• [MATERIALS PROVIDED]:
(begin)

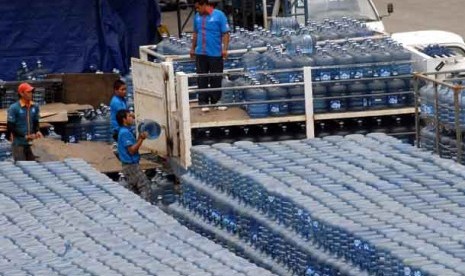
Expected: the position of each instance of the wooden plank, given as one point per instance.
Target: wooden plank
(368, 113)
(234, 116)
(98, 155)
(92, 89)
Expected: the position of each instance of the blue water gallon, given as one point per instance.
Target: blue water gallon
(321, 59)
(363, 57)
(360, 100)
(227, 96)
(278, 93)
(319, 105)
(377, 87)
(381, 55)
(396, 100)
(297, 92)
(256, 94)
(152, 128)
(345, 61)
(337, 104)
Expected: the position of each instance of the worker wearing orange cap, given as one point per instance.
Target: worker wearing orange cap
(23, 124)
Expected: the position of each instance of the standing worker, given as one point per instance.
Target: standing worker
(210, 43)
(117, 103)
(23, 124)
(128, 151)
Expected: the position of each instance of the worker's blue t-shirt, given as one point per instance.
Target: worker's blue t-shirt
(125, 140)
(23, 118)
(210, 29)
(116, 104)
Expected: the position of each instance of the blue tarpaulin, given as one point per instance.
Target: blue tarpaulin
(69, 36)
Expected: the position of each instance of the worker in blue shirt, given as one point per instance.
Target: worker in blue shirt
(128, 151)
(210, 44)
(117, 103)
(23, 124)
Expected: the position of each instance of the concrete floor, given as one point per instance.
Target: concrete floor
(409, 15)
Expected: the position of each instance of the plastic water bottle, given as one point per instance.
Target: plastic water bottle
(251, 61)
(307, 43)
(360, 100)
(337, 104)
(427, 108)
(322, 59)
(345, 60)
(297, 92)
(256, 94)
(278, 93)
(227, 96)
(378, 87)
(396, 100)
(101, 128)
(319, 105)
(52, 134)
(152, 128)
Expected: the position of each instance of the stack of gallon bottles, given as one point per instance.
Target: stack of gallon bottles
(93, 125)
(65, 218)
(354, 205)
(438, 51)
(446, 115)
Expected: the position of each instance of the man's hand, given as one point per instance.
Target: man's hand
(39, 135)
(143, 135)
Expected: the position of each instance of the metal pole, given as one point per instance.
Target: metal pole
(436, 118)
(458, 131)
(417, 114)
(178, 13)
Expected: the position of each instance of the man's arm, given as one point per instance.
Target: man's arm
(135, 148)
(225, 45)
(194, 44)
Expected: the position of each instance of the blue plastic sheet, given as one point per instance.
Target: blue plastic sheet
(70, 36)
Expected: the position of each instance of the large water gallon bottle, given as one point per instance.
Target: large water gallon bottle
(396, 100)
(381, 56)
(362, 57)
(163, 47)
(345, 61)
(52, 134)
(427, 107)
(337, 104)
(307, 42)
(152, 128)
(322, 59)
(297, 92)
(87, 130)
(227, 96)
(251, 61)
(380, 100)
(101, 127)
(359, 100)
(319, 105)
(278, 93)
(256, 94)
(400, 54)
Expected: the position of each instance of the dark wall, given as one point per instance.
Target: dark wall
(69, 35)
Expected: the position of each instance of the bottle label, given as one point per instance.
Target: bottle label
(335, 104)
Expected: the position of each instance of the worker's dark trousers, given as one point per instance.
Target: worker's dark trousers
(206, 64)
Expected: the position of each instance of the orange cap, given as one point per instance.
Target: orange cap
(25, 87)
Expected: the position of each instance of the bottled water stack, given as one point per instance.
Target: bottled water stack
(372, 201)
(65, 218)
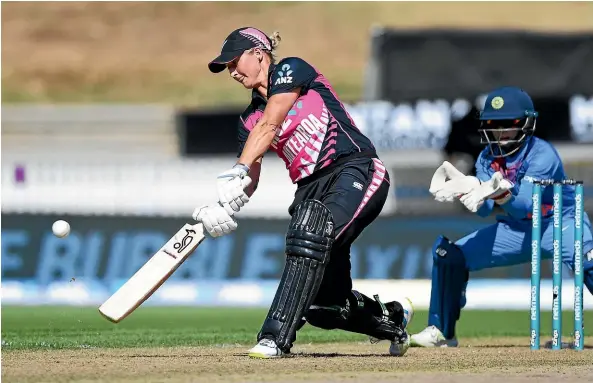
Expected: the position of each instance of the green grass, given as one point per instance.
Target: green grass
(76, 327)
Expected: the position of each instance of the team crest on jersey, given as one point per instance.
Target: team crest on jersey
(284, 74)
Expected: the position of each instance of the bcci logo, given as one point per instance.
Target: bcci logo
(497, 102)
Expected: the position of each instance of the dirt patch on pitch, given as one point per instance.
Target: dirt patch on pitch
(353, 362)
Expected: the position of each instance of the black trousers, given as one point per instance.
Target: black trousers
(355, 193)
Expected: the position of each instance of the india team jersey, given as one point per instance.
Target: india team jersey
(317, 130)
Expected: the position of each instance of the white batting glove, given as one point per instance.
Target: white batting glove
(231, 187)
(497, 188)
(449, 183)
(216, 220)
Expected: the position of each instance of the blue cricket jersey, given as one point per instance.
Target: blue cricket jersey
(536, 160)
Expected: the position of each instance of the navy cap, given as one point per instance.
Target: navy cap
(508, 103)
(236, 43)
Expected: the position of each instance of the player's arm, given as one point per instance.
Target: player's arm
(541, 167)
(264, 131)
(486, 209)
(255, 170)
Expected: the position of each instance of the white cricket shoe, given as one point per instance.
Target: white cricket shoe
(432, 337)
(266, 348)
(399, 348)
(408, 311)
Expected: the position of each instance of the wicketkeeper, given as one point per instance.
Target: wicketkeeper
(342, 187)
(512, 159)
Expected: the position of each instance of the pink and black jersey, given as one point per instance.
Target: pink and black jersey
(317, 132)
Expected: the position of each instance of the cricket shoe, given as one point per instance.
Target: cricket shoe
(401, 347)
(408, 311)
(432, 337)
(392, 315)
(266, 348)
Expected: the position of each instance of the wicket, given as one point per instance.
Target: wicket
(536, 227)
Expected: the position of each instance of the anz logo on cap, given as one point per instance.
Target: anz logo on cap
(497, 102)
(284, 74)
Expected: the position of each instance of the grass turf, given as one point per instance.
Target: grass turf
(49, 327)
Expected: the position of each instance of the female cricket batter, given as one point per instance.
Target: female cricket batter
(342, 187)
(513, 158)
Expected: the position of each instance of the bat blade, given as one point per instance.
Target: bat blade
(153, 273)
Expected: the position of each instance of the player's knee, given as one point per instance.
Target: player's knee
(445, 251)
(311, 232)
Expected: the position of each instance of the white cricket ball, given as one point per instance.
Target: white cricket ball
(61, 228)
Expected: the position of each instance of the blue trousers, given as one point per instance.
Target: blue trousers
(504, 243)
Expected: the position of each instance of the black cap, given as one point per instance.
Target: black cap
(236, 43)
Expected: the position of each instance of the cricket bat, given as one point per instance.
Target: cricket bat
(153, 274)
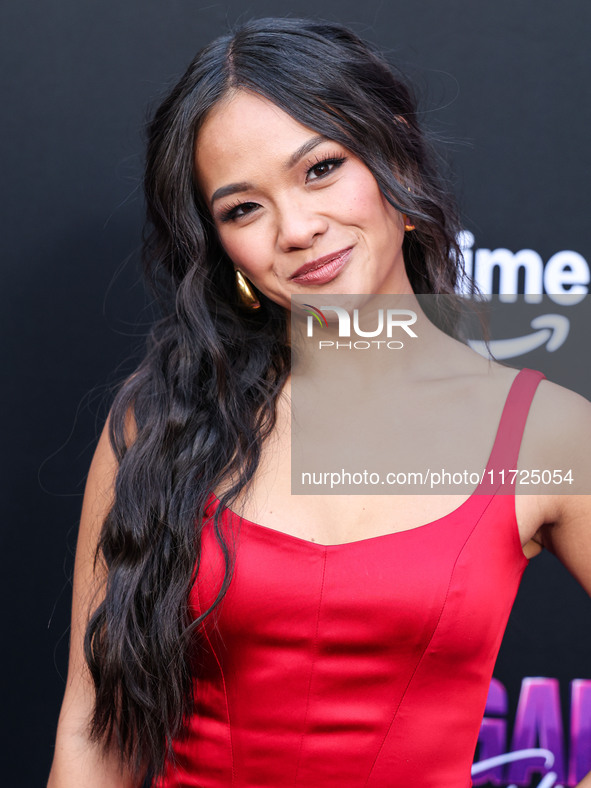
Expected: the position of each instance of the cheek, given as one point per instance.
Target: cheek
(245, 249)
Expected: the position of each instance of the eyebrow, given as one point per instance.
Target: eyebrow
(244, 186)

(end)

• [WHAT THIS TASK INVOLVES]: Each line of the data is to be duplicated exactly; pictures stay out of the copy.

• [RESULT OF THIS TASK]:
Expected: the position of each instance of the wooden plank, given as one point per instance.
Target: wooden plank
(368, 113)
(234, 116)
(98, 155)
(92, 89)
Expected: the position of each instance of the blue water gallon, given as one point per instance.
Target: blue water gallon
(321, 59)
(363, 57)
(360, 100)
(227, 96)
(278, 93)
(319, 105)
(377, 87)
(381, 55)
(396, 100)
(297, 92)
(256, 94)
(152, 128)
(345, 61)
(337, 104)
Expected: the position of each instance of the worker wearing orange cap, given as one point per instance.
Target: worker wearing orange cap
(23, 124)
Expected: the position of each instance of the standing worker, given as one point per instance.
Target: standing worker
(210, 43)
(117, 103)
(23, 124)
(128, 151)
Expected: the position of each instance of the worker's blue t-shirt, given as one point per instance.
Target: worker's blue t-shirt
(125, 140)
(23, 118)
(210, 29)
(116, 104)
Expected: the position of each instance of the blue tarpaulin, given as one point per instance.
Target: blue tarpaulin
(69, 36)
Expected: the position of each instance of the worker in blue shirt, given as one point per instance.
Target: worker in blue shirt
(128, 151)
(210, 44)
(117, 103)
(23, 124)
Expected: the position of each instance of the concrete floor, given as one point per instance.
Target: concrete floor
(409, 15)
Expected: the position of each instance of the plastic water bottle, given as one point per instance.
Target: plastic water bottle
(251, 61)
(307, 43)
(360, 100)
(337, 104)
(427, 108)
(322, 59)
(345, 60)
(297, 92)
(256, 94)
(278, 93)
(227, 96)
(378, 87)
(396, 100)
(101, 128)
(319, 105)
(52, 134)
(152, 128)
Expected: the position of each instance of the stack of gallon bottles, given as one point per instance.
Target: stack of gallon bottles
(93, 125)
(65, 218)
(354, 205)
(438, 51)
(446, 115)
Expected: the position of each instance of the man's hand, given as one point per instance.
Target: man's hand
(39, 135)
(143, 135)
Expected: the position of each instance of the metal pole, given as one point per instance.
Target: metal pole
(436, 118)
(458, 131)
(417, 114)
(178, 13)
Expected: the position of each instance of the man's arm, given as one point per instance.
Target: man's arm
(135, 148)
(225, 45)
(194, 44)
Expected: the position of each instance of the blue plastic sheet, given as one point per instance.
Target: blue plastic sheet
(70, 36)
Expected: the position of each instance of the large water gallon bottle, given as one point per instance.
Target: large water gallon bottle
(396, 100)
(381, 56)
(362, 57)
(163, 47)
(345, 61)
(52, 134)
(427, 107)
(337, 104)
(307, 42)
(152, 128)
(322, 59)
(297, 92)
(87, 130)
(227, 96)
(251, 61)
(380, 100)
(101, 127)
(359, 100)
(319, 105)
(278, 93)
(256, 94)
(400, 54)
Expected: the position of each instance of the dark wall, given as one point per instance.
Target: dark wall
(69, 35)
Expected: the position of each instance of the bottle label, given as one point per instance.
Target: bottle label
(335, 104)
Expected: the position of each instance of the worker's dark trousers, given as one point per instance.
Target: worker's dark trousers
(206, 64)
Expected: the position of each instance of the orange cap, given as one point per instance.
Target: orange cap
(25, 87)
Expected: the position of each instance of the bottled water stack, given as one point per instance.
Target: bottled water stack
(372, 201)
(65, 218)
Expected: the position of each instance of the green grass, given as one point per instance.
Target: green grass
(76, 327)
Expected: the position of each instance of the team crest on jersey, given as one point per instance.
Target: team crest on jersey
(284, 74)
Expected: the position of each instance of the bcci logo, given as one point per instance.
Target: bcci logo
(497, 102)
Expected: the position of each instance of the dirt patch on pitch, given as one point per instance.
Target: dirt patch on pitch
(353, 362)
Expected: the position of each instance of the black trousers, given as one point per instance.
Target: black trousers
(355, 193)
Expected: the position of each instance of the india team jersey, given as one point per instance.
Target: india team jersey
(317, 130)
Expected: the position of each instance of the white batting glove, given as one point per instance.
Target: white batting glove
(231, 187)
(497, 188)
(449, 183)
(216, 220)
Expected: the position of each instance of the blue cricket jersey, given as one point per instance.
Target: blue cricket jersey
(536, 160)
Expected: the position of each instance of the navy cap, given as one point per instance.
Target: navy cap
(508, 103)
(236, 43)
Expected: the position of each instance of the player's arm, given as one point per instance.
Target: player's arm
(541, 167)
(264, 131)
(486, 209)
(255, 170)
Expected: the position of each instance of the white cricket shoe, given as one point per instance.
Target: white cricket shoe
(432, 337)
(266, 348)
(399, 348)
(408, 311)
Expected: the position of each instance of the wicketkeeper, given as one point per instance.
Target: wicketkeeper
(342, 187)
(512, 159)
Expected: the position of each instance of the pink and black jersey, given as one point per instance.
Target: pink and black jersey
(317, 132)
Expected: the position of each instance of the cricket shoe, given as one point per instance.
Target: cricket shoe
(401, 347)
(408, 311)
(432, 337)
(392, 315)
(266, 348)
Expected: the position of each instance of the wicket, given as one point per instance.
Target: wicket
(536, 227)
Expected: the position of each instance of the anz logo on cap, given as one point per instance.
Target: anz logo on cap
(497, 102)
(284, 74)
Expected: the position of each instance of the grass turf, given as one point per instance.
Target: grass turf
(49, 327)
Expected: the position of each instance of the female cricket batter, given as one point per instance.
Target: female cricket batter
(342, 187)
(513, 158)
Expected: the position of each instance of the bat blade, given as one point per instance.
Target: bat blade
(153, 273)
Expected: the position of each instance of the player's knee, given as one point per instance.
Target: player's knee
(445, 251)
(311, 232)
Expected: the position of each instance of the white cricket ball, given as one point per instance.
Target: white cricket ball
(61, 228)
Expected: the position of each instance of the blue trousers, given as one point per instance.
Target: blue trousers
(504, 243)
Expected: the position of each instance of the black cap, given as one point per instance.
Target: black cap
(236, 43)
Expected: the position of each instance of the cricket bat, given as one point per instance.
Target: cricket bat
(153, 274)
Expected: the position of each instance of the cheek, given as one point per instance.
Target: cheek
(245, 249)
Expected: the position of each instance of the eyebrow, given as one point per instance.
Target: eyebrow
(244, 186)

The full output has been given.